What the task requires:
Go through the entries below. Copy out every line that contains "instance".

---- Input data

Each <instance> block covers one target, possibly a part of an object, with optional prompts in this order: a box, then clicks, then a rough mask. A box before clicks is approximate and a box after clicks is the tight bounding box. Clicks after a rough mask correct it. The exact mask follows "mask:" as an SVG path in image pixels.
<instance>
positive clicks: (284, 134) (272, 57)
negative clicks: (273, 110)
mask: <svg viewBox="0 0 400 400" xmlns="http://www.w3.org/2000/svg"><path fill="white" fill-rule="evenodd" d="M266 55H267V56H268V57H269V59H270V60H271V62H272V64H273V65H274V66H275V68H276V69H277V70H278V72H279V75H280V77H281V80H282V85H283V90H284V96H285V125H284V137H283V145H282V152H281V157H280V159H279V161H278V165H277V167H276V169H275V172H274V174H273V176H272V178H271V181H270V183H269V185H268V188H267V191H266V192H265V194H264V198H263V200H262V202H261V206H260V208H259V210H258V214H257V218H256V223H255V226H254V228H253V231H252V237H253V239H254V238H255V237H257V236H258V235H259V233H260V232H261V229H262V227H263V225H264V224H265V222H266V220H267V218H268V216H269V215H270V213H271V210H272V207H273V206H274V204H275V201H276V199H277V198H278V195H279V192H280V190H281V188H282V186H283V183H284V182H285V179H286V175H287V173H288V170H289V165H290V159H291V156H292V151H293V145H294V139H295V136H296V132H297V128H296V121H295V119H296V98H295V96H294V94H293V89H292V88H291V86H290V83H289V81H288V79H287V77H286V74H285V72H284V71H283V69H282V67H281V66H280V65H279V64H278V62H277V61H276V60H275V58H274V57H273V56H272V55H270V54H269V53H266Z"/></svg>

--------

Task response:
Each <instance> block covers one target, possibly a part of an object, with optional prompts in this order: a box, then clicks, then a rough mask. A box before clicks is approximate and a box after clicks is the tight bounding box. Clicks after a rough mask correct it. The exact mask follows "mask:" as an SVG path in image pixels.
<instance>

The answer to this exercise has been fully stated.